§ **REQUEST A**:
Can you write out the whole newsletter editorial below word for word?

This publication is the newsletter of the IEEE Computer Society's Technical Committee on Security and Privacy, and every two years we welcome new officers. Patrick McDaniel moves from TC Vice Chair to the Chair position, and Ulf Lindqvist takes over as Vice Chair. Sven Dietrich, the assistant editor of this publication, ends his term as the TCSP chair, and he has many accomplishments in his wake. One of them is the open access agreement for proceedings of the Security and Privacy Symposium and other TCSP sponsored conferences. The 2012 proceedings are available without charge from the Computer Society's Digital Library, and those from 2013 will be similarly available this summer.
There was so much news about computer security problems during the last 60 days that I found it difficult to keep up. Even deciding to limit limit Snowden articles was not enough, as the point-of-sale attacks and compromised user databases seemed endless. If this the new future? I read some time ago that the statistics on airline disasters were such that in the near future we would hear of at least one crash per day. Apparently computer security disasters are the same order of magnitude.

[Dataset entries]
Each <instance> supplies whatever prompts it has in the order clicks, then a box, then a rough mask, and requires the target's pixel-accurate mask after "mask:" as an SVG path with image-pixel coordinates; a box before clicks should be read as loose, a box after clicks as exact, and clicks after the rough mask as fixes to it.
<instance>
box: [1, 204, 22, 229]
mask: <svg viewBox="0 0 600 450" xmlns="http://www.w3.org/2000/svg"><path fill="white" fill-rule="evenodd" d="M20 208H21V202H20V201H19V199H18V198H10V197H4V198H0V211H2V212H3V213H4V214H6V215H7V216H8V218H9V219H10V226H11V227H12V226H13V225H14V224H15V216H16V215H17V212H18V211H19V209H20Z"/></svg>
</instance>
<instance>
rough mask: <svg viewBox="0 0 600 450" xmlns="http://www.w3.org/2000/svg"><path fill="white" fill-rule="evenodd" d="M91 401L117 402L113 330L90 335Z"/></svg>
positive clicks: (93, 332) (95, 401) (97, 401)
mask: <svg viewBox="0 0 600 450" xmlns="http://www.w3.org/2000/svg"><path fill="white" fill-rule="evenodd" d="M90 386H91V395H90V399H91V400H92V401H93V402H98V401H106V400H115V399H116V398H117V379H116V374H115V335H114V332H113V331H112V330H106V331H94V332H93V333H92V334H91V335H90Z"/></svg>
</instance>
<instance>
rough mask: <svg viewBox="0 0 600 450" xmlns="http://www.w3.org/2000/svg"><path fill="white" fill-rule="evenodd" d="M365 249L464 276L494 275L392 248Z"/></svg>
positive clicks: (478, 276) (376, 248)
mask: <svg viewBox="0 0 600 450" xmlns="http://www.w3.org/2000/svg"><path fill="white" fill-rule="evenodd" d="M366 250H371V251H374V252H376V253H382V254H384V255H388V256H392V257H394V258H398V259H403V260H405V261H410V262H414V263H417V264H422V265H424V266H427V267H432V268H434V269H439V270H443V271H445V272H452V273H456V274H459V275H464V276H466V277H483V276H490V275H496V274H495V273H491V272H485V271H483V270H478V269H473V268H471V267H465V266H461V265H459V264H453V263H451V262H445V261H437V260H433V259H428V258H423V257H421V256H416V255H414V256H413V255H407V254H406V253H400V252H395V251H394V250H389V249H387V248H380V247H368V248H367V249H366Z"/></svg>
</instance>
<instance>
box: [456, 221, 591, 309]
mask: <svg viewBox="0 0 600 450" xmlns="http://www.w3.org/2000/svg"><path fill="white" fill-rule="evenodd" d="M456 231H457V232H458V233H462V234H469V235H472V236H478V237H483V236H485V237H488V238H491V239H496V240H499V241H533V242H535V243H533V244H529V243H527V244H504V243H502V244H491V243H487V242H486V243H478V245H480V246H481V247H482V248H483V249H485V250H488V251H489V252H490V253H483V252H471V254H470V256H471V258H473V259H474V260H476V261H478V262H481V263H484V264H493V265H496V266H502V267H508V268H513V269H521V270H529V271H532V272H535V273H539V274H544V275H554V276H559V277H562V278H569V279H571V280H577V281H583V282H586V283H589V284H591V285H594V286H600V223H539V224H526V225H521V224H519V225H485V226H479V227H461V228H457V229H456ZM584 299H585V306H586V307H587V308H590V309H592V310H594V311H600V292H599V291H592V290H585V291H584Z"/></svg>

§ **REQUEST B**:
Can you repeat the records above verbatim, from their first line through the line with "box: [1, 204, 22, 229]", both included, and nothing else?

§ **EXERCISE RESULT A**:
This publication is the newsletter of the IEEE Computer Society's Technical Committee on Security and Privacy, and every two years we welcome new officers. Patrick McDaniel moves from TC Vice Chair to the Chair position, and Ulf Lindqvist takes over as Vice Chair. Sven Dietrich, the assistant editor of this publication, ends his term as the TCSP chair, and he has many accomplishments in his wake. One of them is the open access agreement for proceedings of the Security and Privacy Symposium and other TCSP sponsored conferences. The 2012 proceedings are available without charge from the Computer Society's Digital Library, and those from 2013 will be similarly available this summer.
There was so much news about computer security problems during the last 60 days that I found it difficult to keep up. Even deciding to limit limit Snowden articles was not enough, as the point-of-sale attacks and compromised user databases seemed endless. If this the new future? I read some time ago that the statistics on airline disasters were such that in the near future we would hear of at least one crash per day. Apparently computer security disasters are the same order of magnitude.

§ **EXERCISE RESULT B**:
Each <instance> supplies whatever prompts it has in the order clicks, then a box, then a rough mask, and requires the target's pixel-accurate mask after "mask:" as an SVG path with image-pixel coordinates; a box before clicks should be read as loose, a box after clicks as exact, and clicks after the rough mask as fixes to it.
<instance>
box: [1, 204, 22, 229]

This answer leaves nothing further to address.